Bereitgestellte Angaben:
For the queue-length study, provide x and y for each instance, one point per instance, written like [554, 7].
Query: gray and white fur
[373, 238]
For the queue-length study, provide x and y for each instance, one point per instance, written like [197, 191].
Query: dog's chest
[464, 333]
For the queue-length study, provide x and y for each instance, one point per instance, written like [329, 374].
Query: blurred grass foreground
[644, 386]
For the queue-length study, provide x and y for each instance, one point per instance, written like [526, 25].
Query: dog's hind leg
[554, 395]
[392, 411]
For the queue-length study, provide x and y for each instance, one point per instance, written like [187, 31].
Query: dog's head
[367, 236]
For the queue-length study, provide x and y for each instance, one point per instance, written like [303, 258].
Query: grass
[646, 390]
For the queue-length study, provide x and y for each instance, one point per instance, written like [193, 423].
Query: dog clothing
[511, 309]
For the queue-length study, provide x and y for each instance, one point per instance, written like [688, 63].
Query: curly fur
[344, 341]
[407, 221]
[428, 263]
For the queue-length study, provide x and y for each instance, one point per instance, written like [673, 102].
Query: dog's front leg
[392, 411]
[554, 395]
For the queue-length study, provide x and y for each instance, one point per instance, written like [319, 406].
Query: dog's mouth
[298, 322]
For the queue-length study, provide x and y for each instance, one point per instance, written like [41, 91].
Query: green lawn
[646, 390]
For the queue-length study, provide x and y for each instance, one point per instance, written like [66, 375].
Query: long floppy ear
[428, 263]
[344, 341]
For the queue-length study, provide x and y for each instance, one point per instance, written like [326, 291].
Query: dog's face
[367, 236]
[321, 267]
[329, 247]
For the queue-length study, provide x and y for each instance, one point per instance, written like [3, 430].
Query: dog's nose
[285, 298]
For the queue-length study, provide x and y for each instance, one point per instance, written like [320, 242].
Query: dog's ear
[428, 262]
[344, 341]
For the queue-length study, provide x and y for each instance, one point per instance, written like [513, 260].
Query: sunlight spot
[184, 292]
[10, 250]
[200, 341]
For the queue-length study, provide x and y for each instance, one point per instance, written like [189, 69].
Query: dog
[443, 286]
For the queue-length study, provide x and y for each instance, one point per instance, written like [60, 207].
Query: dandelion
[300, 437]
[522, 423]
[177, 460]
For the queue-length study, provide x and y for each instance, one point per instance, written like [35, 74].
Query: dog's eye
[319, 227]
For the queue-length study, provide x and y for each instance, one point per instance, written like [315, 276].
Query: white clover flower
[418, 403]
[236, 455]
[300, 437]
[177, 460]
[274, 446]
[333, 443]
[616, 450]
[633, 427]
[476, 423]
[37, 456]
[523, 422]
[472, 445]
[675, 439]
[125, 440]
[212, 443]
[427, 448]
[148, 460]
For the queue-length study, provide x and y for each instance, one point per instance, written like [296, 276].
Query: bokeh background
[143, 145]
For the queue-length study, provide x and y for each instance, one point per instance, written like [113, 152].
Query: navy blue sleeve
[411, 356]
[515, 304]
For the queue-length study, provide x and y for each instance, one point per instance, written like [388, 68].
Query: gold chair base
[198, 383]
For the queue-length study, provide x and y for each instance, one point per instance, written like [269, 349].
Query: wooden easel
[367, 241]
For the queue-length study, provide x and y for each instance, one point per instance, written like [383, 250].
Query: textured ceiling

Genanntes Ziel: Stelle bitte die Zeilen von der Zeile mit „like [383, 250].“ bis zum Ende der Einträge, beide eingeschlossen, als JSON-Liste von Zeichenketten dar, mit einem Eintrag pro Zeile und ohne Leerzeilen.

Ergebnis dieser Aufgabe:
[
  "For the queue-length study, provide x and y for each instance, one point per instance, written like [383, 250].",
  "Query: textured ceiling"
]